TASKS TO PERFORM —
A) On the Skippr source connectors page, reproduce the text starting at "Reads data from MySQL" and ending at "string (e.g. mysql://user:pass@host:3306/db)".
B) According to the Skippr source connectors page, through which API does the Redshift connector read data?
C) Write what comes next on the Skippr source connectors page, picking up after its last sentence.

╭─ PAGE TEXT

Skip to content

Source Connectors

Skippr supports a wide range of source connectors for extracting data from databases, object stores, streaming platforms, APIs, and more.

Databases

MSSQL

Reads data from Microsoft SQL Server tables.

source:
  kind: mssql
  connection_string: ${MSSQL_CONNECTION_STRING}
Field Default Description
connection_string (required) ADO.NET connection string
tables (auto-discover) Optional list of tables to ingest
batch_size_rows 10000 Rows per ingest batch

Namespace: mssql.{database}.{schema}.{table}

See Connect: MSSQL for a step-by-step setup guide.


MySQL

Reads data from MySQL tables.

source:
  kind: mysql
  connection_string: ${MYSQL_CONNECTION_STRING}
Field Default Description
connection_string (required) MySQL connection string (e.g. mysql://user:pass@host:3306/db)
tables (auto-discover) Optional list of schema.table names to ingest
batch_size_rows 10000 Rows per ingest batch

Namespace: mysql.{database}.{schema}.{table}


PostgreSQL

Reads data from PostgreSQL tables.

source:
  kind: postgres
  host: localhost
  port: 5432
  user: postgres
  password: ${POSTGRES_PASSWORD}
  database: mydb
Field Default Description
host localhost Postgres host
port 5432 Postgres port
user postgres Username
password Password
database Database name
connection_string Full connection string (overrides individual fields)
tables (auto-discover) Optional list of tables to read
query Custom SQL query (overrides tables)
batch_size_rows 10000 Rows per ingest batch

Namespace: postgres.{table_name}


ClickHouse

Reads from ClickHouse via the HTTP API.

source:
  kind: clickhouse_source
  url: http://localhost:8123
  database: default
  user: default
  password: ${CLICKHOUSE_PASSWORD}
  tables:
    - events
Field Default Description
url http://localhost:8123 ClickHouse HTTP URL
database Database name
user default Username
password Password
tables (optional) Tables to extract
query Custom SQL query (overrides tables)

Namespace: clickhouse.{database}.{table}


MotherDuck

Reads from a MotherDuck database.

source:
  kind: motherduck_source
  motherduck_token: ${MOTHERDUCK_TOKEN}
  database: my_database
  tables:
    - raw.events
Field Default Description
motherduck_token (required) MotherDuck token (or set MOTHERDUCK_TOKEN)
database Database name
tables (optional) Tables to extract
query Custom SQL query (overrides tables)

Delta Lake

Reads from a Delta Lake table URI (for example S3, ADLS, or local).

source:
  kind: delta_lake
  table_uri: "s3://my-bucket/path/to/table"
  storage_options:
    AWS_REGION: us-east-1
  version: 5
Field Default Description
table_uri (required) Path to the Delta table (e.g. s3://, abfss://, file path)
storage_options Key/value options for the object store (credentials, region, etc.)
version Optional table version to read
filter Optional predicate filter expression

Redshift

Reads data from Amazon Redshift via the Data API.

╰─
╭─ MATERIAL

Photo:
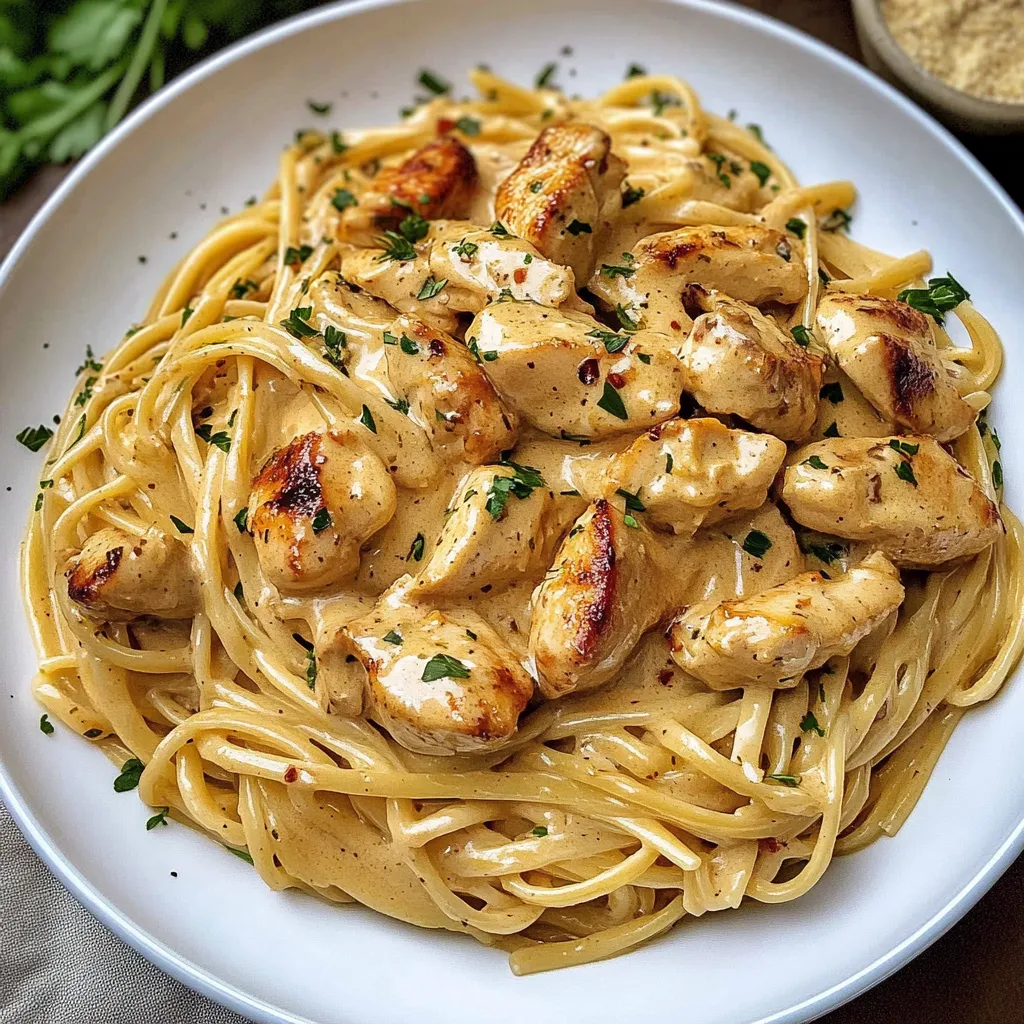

╰─

PER-TASK ANSWERS —
A)
Reads data from MySQL tables.

source:
  kind: mysql
  connection_string: ${MYSQL_CONNECTION_STRING}
Field Default Description
connection_string (required) MySQL connection string (e.g. mysql://user:pass@host:3306/db)

B) The Data API.

C)
source:
  kind: redshift
  cluster_identifier: my-cluster
  database: analytics
  db_user: admin
  region: us-east-1
Field Default Description
cluster_identifier Redshift cluster identifier
workgroup_name Serverless workgroup (alternative to cluster)
database (required) Database name
db_user Database user (for cluster mode)
tables List of tables to read
query Custom SQL query
region AWS region

Namespace: redshift.{database}.{table_name}


MongoDB

Reads documents from a MongoDB collection, converting BSON to JSON.

source:
  kind: mongodb
  connection_string: "mongodb://localhost:27017"
  database: mydb
  collection: events
Field Default Description
connection_string (required) MongoDB connection URI
database (required) Database name
collection (required) Collection name
filter Optional JSON filter document
batch_size_rows Rows per batch

Namespace: mongodb.{database}.{collection}


DynamoDB

Reads items from an Amazon DynamoDB table.

source:
  kind: dynamodb
  table_name: my-table
  region: us-east-1
Field Default Description
table_name (required) DynamoDB table name
region AWS region
endpoint_url Custom endpoint (e.g. LocalStack)

Namespace: dynamodb.{table_name}


Object Stores

S3

Reads files from an Amazon S3 bucket.

source:
  kind: s3
  s3_bucket: my-bucket
  s3_prefix: data/
Field Default Description
s3_bucket (required) S3 bucket name
s3_prefix Key prefix for filtering objects
region AWS region
endpoint_url Custom endpoint

See Connect: S3 for a step-by-step setup guide.


SFTP

Downloads files from an SFTP server.

source:
  kind: sftp
  host: sftp.example.com
  username: user
  password: ${SFTP_PASSWORD}
  remote_path: "/data/*.json"
Field Default Description
host (required) SFTP server hostname
port 22 SSH port
username (required) SSH username
password Password authentication
private_key_path Path to SSH private key
remote_path (required) Remote file path or glob

Namespace: sftp.{filename}


Streaming & Messaging

Kafka

Consumes messages from a Kafka topic.

source:
  kind: kafka
  brokers: "localhost:9092"
  topic: events
  group_id: skippr-consumer
Field Default Description
brokers (required) Kafka bootstrap servers
topic (required) Topic to consume
group_id auto-generated Consumer group ID
auto_offset_reset earliest earliest or latest
security_protocol Security protocol
sasl_mechanism SASL mechanism
sasl_username / sasl_password SASL credentials
mode stream stream or batch
idle_timeout_seconds 5 Batch mode idle timeout

Namespace: kafka.{topic}


SQS

Consumes messages from an Amazon SQS queue.

source:
  kind: sqs
  queue_url: "https://sqs.us-east-1.amazonaws.com/123456/my-queue"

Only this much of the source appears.